Will you quote all of the entries, word for word?

BEGIN

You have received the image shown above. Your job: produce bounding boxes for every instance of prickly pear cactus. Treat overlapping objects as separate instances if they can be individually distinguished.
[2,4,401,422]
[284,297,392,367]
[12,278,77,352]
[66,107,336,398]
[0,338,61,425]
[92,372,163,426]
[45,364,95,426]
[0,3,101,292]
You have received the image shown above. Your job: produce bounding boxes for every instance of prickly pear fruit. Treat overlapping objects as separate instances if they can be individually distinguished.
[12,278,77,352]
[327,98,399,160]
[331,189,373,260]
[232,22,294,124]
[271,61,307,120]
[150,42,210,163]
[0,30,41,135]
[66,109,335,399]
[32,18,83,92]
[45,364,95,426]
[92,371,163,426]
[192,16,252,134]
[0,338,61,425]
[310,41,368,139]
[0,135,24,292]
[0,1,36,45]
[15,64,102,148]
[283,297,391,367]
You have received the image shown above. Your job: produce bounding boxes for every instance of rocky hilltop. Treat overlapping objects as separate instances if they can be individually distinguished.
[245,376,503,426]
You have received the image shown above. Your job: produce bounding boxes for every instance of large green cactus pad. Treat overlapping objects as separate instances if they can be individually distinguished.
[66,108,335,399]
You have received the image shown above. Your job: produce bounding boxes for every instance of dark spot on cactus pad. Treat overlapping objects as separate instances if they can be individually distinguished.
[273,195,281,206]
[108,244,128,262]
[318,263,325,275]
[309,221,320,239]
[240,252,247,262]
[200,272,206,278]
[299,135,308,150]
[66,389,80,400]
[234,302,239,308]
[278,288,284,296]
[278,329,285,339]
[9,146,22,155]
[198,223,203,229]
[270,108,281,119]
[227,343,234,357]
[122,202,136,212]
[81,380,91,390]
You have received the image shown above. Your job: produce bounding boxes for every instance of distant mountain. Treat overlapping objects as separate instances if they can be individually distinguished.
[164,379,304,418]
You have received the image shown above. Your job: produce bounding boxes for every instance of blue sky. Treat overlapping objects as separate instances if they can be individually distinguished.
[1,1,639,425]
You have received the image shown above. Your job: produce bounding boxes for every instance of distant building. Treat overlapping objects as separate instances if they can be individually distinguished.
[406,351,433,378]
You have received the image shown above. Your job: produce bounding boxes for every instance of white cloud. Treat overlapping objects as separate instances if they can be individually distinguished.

END

Answer area:
You have received the image shown above. Your job: produce bounding boxes for every instance of prickly pear cactus. Treat overlapping objects as separate instances if they can be individually distinguished.
[2,4,401,422]
[284,297,392,367]
[12,278,77,352]
[66,107,336,398]
[0,338,61,425]
[92,372,163,426]
[45,364,95,426]
[0,3,101,292]
You have received the image shown above. Your job: produce bounding boxes for every instance of prickly pear fruit. Treat overlapping objects as separate instances if they can be individually distinguished.
[12,278,77,352]
[327,98,399,160]
[331,189,373,260]
[232,22,294,124]
[271,61,307,120]
[150,42,210,163]
[0,30,41,135]
[66,109,335,399]
[32,18,83,92]
[45,364,95,426]
[92,371,163,426]
[192,16,252,134]
[0,338,61,425]
[310,41,368,139]
[0,135,24,292]
[0,1,36,45]
[15,64,102,148]
[283,297,391,367]
You have received the image shown above. Your job: produce bounding boxes for every instance of rocky hilltop. Treat overlapping objects as separate instances if they can be individually distinguished.
[245,376,503,426]
You have received the image shown above. Your job: produce bounding boxes for every instance of large green cactus pad. Treat overlapping objects as separate instances if they can be individually distinguished.
[66,108,335,399]
You have received the image shown above. Your job: produce bounding boxes for every instance of dark spot on cactus pad. Treat overlapping objects as separate instances if they can be individually distinguished.
[273,195,281,206]
[108,244,128,262]
[318,263,325,275]
[309,221,320,239]
[240,252,247,262]
[200,272,206,278]
[299,135,308,150]
[66,389,80,400]
[234,302,239,308]
[278,288,284,296]
[278,329,285,339]
[9,146,22,155]
[198,223,203,229]
[270,108,281,119]
[227,343,234,357]
[122,202,136,212]
[81,380,91,390]
You have received the image shown above. Your job: produce bounding boxes for every instance of distant mountain. Treat overlapping objects as separate instances if they can be individually distinguished.
[164,379,304,418]
You have received the image shown above. Your job: produce bounding boxes for every instance of blue sky. Treat overlapping objects as separate instances if they can be individually distinguished.
[1,1,639,425]
You have received the image shown above. Your job: produce bounding boxes for every instance of distant building. Treat overlapping objects as separate instances if they can be individually distinguished.
[406,351,433,378]
You have received the image shown above. Your job: produce bounding boxes for every instance of white cloud. Treat overlapping objects as separate instances if they can be individually distinguished.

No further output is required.